## Short exercise
Render the lines below as a JSON list of strings, one string per line, skipping blank lines. Leave the pictures out.

+++

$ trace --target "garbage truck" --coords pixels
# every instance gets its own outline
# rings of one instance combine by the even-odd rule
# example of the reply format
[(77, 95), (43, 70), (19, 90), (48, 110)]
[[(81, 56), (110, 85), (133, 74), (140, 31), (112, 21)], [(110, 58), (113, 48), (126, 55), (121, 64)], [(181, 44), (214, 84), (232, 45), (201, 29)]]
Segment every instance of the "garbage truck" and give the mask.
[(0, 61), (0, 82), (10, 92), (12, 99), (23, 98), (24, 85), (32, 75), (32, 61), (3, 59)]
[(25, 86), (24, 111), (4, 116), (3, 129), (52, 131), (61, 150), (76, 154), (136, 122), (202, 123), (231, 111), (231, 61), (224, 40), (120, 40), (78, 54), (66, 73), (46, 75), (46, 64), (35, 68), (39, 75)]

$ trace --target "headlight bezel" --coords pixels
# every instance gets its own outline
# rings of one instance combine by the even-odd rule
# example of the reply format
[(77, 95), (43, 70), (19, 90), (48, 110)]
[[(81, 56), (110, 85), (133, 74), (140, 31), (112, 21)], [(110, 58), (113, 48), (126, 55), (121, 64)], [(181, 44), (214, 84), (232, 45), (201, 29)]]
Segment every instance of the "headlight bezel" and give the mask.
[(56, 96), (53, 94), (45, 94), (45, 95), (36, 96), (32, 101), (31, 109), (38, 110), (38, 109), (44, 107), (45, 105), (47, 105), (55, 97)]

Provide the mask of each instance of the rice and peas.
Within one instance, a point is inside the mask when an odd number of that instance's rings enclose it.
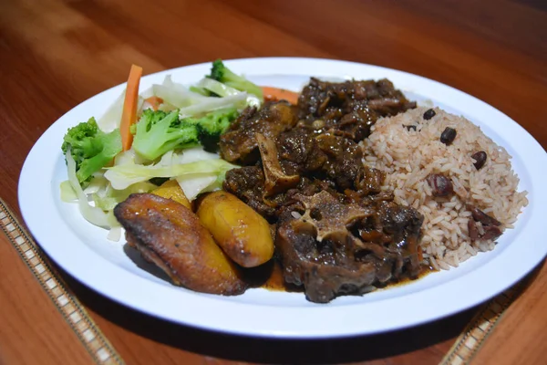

+++

## Task solution
[
  "$ trace --target \"garbage truck\" --coords pixels",
  "# every instance gets its own outline",
  "# rings of one instance combine by the even-odd rule",
  "# example of the reply format",
  "[(77, 95), (43, 70), (19, 90), (48, 110)]",
  "[[(81, 56), (110, 85), (133, 74), (140, 31), (112, 21)], [(110, 58), (113, 48), (126, 55), (121, 64)], [(181, 44), (214, 84), (232, 45), (201, 29)]]",
  "Segment every instance of the \"garbage truck\" and give the mask.",
  "[(0, 61), (0, 82), (10, 92), (12, 99), (23, 98), (24, 85), (32, 75), (32, 61), (3, 59)]",
  "[(25, 86), (24, 111), (4, 116), (3, 129), (52, 131), (61, 150), (76, 154), (136, 122), (202, 123), (231, 111), (231, 61), (224, 40), (120, 40), (78, 54), (66, 73), (46, 75), (46, 64), (35, 68), (39, 75)]",
  "$ trace --target \"headlight bezel\" --coords pixels",
  "# every instance gets its own outline",
  "# rings of one instance combine by the even-odd rule",
  "# example of the reply format",
  "[(77, 95), (43, 70), (19, 90), (48, 110)]",
  "[[(81, 56), (110, 85), (133, 74), (140, 31), (112, 21)], [(110, 58), (113, 48), (126, 55), (121, 64)], [(181, 44), (214, 84), (232, 45), (201, 29)]]",
  "Segment every instance of the \"headlight bezel\" and give the mask.",
  "[(56, 96), (53, 94), (45, 94), (45, 95), (36, 96), (32, 101), (31, 109), (38, 110), (38, 109), (44, 107), (45, 105), (47, 105), (55, 97)]",
  "Provide the mask of each instance of the rice and peas.",
  "Within one instance, a point is inside the mask when an odd number of that instance's rings enclose it."
]